En B, est figurée une seconde potence, composée d’après un autre système, mais présentant au moins autant de rigidité que la première. Les fers des côtés du triangle donnent la section p, et ceux de l’intérieur la section q. Dans le grain d’orge ménagé le long de ces fers, entrent les ornements de tôle qui roidissent tout le système. Les fers du triangle et de l’intérieur sont assemblés à tenons avec clavettes, ainsi que le montre le détail s. Cette potence pivote dans deux pitons scellés à la muraille[2].

Nous ne saurions trop insister sur ce point : dans les ouvrages de serrurerie du moyen âge, on ne cherche pas à dissimuler les assemblages. Les fers, au droit de ces assemblages, restent francs ou prennent plus de force, comme nous l’avons montré dans l’exemple figure 45. On se garde bien de diminuer leur résistance là où ils fatiguent.
◇ ◇ ◇ ◇ ◇ ◇ ◇
Objectif A:
Transcrivez sans rien changer les entrées, de la ligne qui contient « If you could segment every instance of the tree, your » jusqu'à la dernière ligne des entrées comprise.
L'extrait et les entrées n'ont aucun lien entre eux.

Entrées de données extraites:
◇ ◇ ◇ ◇ ◇ ◇ ◇
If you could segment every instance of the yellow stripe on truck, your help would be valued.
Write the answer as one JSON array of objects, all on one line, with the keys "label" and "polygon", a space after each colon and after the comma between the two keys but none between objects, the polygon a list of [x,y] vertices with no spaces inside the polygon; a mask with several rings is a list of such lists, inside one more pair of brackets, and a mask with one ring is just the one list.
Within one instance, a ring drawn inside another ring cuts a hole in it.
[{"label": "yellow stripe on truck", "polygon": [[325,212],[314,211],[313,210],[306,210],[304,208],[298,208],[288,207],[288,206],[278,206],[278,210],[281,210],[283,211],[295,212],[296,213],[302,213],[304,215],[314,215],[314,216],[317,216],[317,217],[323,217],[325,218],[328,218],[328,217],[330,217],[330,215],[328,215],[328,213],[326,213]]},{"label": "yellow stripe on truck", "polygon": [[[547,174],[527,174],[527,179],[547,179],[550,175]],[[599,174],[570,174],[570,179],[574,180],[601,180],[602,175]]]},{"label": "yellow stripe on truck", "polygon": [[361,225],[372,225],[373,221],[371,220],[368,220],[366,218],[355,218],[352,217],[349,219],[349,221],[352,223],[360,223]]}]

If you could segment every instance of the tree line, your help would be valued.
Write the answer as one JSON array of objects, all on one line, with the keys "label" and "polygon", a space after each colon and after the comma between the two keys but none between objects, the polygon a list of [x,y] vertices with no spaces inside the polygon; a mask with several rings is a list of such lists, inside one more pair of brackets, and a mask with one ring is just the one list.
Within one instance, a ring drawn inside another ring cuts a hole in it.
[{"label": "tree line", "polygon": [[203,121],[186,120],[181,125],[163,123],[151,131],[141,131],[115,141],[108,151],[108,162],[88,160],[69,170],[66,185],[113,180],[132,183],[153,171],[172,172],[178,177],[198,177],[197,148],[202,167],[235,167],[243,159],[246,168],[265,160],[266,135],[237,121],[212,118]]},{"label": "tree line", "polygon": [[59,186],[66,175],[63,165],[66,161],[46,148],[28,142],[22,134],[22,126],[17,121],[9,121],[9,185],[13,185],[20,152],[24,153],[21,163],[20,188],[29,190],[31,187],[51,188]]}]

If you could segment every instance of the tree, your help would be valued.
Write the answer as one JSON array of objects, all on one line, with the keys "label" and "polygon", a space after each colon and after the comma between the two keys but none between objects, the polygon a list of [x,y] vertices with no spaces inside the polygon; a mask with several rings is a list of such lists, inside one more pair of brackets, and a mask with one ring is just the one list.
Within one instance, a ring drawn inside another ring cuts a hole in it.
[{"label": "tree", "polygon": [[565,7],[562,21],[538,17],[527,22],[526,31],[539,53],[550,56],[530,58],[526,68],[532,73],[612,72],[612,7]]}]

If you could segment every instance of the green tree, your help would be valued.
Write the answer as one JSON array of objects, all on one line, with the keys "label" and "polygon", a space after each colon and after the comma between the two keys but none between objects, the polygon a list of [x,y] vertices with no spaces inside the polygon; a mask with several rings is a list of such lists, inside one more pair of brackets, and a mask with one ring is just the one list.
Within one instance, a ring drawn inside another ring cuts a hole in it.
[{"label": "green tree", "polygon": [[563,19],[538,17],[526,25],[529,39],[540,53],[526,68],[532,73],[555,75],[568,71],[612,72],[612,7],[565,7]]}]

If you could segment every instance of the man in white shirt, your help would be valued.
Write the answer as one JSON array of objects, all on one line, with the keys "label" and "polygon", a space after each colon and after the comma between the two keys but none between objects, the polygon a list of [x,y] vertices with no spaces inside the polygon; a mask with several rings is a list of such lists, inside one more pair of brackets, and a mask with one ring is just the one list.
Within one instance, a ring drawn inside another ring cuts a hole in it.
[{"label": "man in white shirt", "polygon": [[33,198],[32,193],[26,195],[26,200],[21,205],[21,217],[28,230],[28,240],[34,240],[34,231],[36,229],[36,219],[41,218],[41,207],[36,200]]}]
◇ ◇ ◇ ◇ ◇ ◇ ◇
Objectif B:
Reproduisez mot pour mot le passage de l'extrait sur la serrurerie qui commence aux mots « En B, est figurée » et s'arrête après « à la muraille[2]. ».

Réponse A:
If you could segment every instance of the tree, your help would be valued.
Write the answer as one JSON array of objects, all on one line, with the keys "label" and "polygon", a space after each colon and after the comma between the two keys but none between objects, the polygon a list of [x,y] vertices with no spaces inside the polygon; a mask with several rings is a list of such lists, inside one more pair of brackets, and a mask with one ring is just the one list.
Within one instance, a ring drawn inside another ring cuts a hole in it.
[{"label": "tree", "polygon": [[565,7],[562,21],[538,17],[527,22],[526,31],[539,53],[550,56],[530,58],[526,68],[532,73],[612,72],[612,7]]}]

If you could segment every instance of the green tree, your help would be valued.
Write the answer as one JSON array of objects, all on one line, with the keys "label" and "polygon", a space after each colon and after the comma between the two keys but none between objects, the polygon a list of [x,y] vertices with no spaces inside the polygon; a mask with several rings is a list of such lists, inside one more pair of brackets, and a mask with one ring is just the one list.
Within one instance, a ring drawn inside another ring cuts a hole in it.
[{"label": "green tree", "polygon": [[563,19],[538,17],[526,25],[529,39],[540,53],[526,68],[532,73],[555,75],[568,71],[612,72],[612,7],[565,7]]}]

If you could segment every instance of the man in white shirt, your help would be valued.
Write the answer as one JSON array of objects, all on one line, with the keys "label" and "polygon", a space after each colon and after the comma between the two keys but none between objects, the polygon a list of [x,y] vertices with no spaces inside the polygon; a mask with several rings is a list of such lists, inside one more pair of brackets, and a mask with one ring is just the one list.
Within one instance, a ring drawn inside another ring cuts a hole in it.
[{"label": "man in white shirt", "polygon": [[33,198],[32,193],[26,195],[26,200],[21,205],[21,217],[28,230],[28,240],[34,240],[34,231],[36,229],[36,219],[41,218],[41,207],[36,200]]}]

Réponse B:
En B, est figurée une seconde potence, composée d’après un autre système, mais présentant au moins autant de rigidité que la première. Les fers des côtés du triangle donnent la section p, et ceux de l’intérieur la section q. Dans le grain d’orge ménagé le long de ces fers, entrent les ornements de tôle qui roidissent tout le système. Les fers du triangle et de l’intérieur sont assemblés à tenons avec clavettes, ainsi que le montre le détail s. Cette potence pivote dans deux pitons scellés à la muraille[2].